Write every line of the records below as a JSON list of strings, one string per line, and leave out any blank lines.

-- Start Data to process --

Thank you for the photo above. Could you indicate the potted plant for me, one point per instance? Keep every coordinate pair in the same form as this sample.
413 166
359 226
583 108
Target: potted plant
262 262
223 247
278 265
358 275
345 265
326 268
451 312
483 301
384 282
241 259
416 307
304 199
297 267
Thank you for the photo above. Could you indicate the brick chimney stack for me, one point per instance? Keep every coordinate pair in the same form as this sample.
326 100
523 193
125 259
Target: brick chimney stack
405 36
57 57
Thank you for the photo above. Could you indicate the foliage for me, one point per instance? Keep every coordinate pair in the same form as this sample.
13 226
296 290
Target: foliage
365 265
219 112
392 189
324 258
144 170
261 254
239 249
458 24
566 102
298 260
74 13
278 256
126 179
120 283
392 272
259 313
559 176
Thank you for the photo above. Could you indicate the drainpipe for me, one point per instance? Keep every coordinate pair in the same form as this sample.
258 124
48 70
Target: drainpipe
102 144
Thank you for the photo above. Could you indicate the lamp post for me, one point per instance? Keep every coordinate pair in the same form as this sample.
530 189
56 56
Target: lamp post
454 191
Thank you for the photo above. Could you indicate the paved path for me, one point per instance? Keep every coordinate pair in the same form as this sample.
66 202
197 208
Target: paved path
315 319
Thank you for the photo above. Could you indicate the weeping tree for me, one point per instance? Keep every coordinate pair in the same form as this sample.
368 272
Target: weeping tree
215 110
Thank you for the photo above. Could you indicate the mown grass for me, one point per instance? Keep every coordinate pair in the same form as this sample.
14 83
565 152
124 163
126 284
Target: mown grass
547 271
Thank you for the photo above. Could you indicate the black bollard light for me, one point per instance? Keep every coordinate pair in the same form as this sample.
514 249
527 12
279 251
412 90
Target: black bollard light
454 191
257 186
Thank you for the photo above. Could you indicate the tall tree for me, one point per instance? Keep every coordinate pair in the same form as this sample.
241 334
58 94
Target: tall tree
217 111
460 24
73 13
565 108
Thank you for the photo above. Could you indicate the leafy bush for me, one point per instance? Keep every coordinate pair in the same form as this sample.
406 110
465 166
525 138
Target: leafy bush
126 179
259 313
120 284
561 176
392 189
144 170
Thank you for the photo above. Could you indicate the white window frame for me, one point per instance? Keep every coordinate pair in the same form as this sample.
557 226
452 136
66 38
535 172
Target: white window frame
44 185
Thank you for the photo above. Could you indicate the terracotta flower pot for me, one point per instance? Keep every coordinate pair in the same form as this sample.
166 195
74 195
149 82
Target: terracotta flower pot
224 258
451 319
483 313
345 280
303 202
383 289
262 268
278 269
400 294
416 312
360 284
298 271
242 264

-- End Data to process --

▶ **Answer in full**:
[
  "Thank you for the photo above. Could you indicate the potted plant for me, one point per instance? Keep every coordinate pair in the same form as this sample.",
  "413 166",
  "359 226",
  "583 108",
  "Target: potted plant",
  "262 262",
  "223 247",
  "278 265",
  "358 275",
  "345 265",
  "326 268",
  "451 312",
  "483 301",
  "384 282",
  "241 259",
  "416 307",
  "304 199",
  "297 267",
  "Thank you for the photo above. Could you indicate the brick chimney stack for me, one point per instance? Keep every coordinate pair in the same form as this sample.",
  "326 100",
  "523 193",
  "125 259",
  "Target: brick chimney stack",
  "405 36",
  "57 57",
  "Thank you for the photo above. Could you indicate the foliage for me, one point per instance? Keep every coordinate pair in the same form as this sample.",
  "13 226",
  "296 290",
  "Target: foliage",
  "365 265",
  "219 112",
  "392 189",
  "324 258",
  "144 170",
  "261 254",
  "239 249",
  "458 24",
  "566 102",
  "298 260",
  "74 13",
  "278 256",
  "126 179",
  "120 283",
  "392 272",
  "259 313",
  "559 176",
  "Thank you for the photo above. Could you indicate the drainpipe for me, one point per instance? Keep every coordinate pair in the same form as this sample.",
  "258 124",
  "48 70",
  "Target: drainpipe",
  "102 144",
  "Thank you for the photo above. Could you indicate the lamp post for me, one point per instance? Keep every coordinate pair in the same form as this sample.",
  "530 189",
  "56 56",
  "Target: lamp post",
  "454 191",
  "Thank you for the photo above. Could you indicate the paved path for me, one point per instance? Keep every coordinate pair in the same form as this sample.",
  "66 202",
  "197 208",
  "Target: paved path",
  "315 319",
  "Thank you for the photo above. Could you indicate the weeping tree for me, one point per instance? Keep every coordinate pair in the same form as this sample.",
  "368 272",
  "Target: weeping tree",
  "215 110",
  "Thank you for the photo above. Could you indicate the mown grass for me, one point per instance? Keep every coordinate pair in the same form as this sample.",
  "14 83",
  "565 152",
  "124 163",
  "126 284",
  "Target: mown grass",
  "547 271",
  "Thank you for the photo above. Could you indicate the black bollard light for me, one point per instance? Keep every coordinate pair in the same form as this sample.",
  "514 249",
  "527 12",
  "279 251",
  "412 90",
  "Target: black bollard light",
  "454 191",
  "257 186",
  "Thank you for the photo above. Could you indicate the tall tree for me, one point per instance? Keep every coordinate pair in the same form as this sample.",
  "241 334",
  "58 94",
  "Target: tall tree",
  "217 111",
  "460 24",
  "73 13",
  "565 108",
  "Thank you for the photo above. Could you indicate the leafy bush for me, one point per instance? Keep every coordinate pair in the same form as this sample.",
  "406 110",
  "465 166",
  "525 138",
  "Target: leafy bush",
  "126 179",
  "259 313",
  "120 284",
  "561 176",
  "392 189",
  "144 170",
  "Thank you for the photo above. Could you indicate the white window frame for me, one point per instance? Keep every coordinate pair in the same form as this sample.",
  "557 226",
  "452 136",
  "66 38",
  "535 172",
  "Target: white window frame",
  "44 185",
  "Thank you for the photo above. Could you indicate the terracotta flower pot for me, one point per instance? Keep every coordinate pair in the same form as this sample.",
  "166 195",
  "74 195",
  "149 82",
  "Target: terracotta flower pot",
  "224 258",
  "451 319",
  "483 313",
  "345 280",
  "303 202",
  "383 289",
  "262 268",
  "278 269",
  "400 294",
  "416 312",
  "360 284",
  "298 271",
  "242 264"
]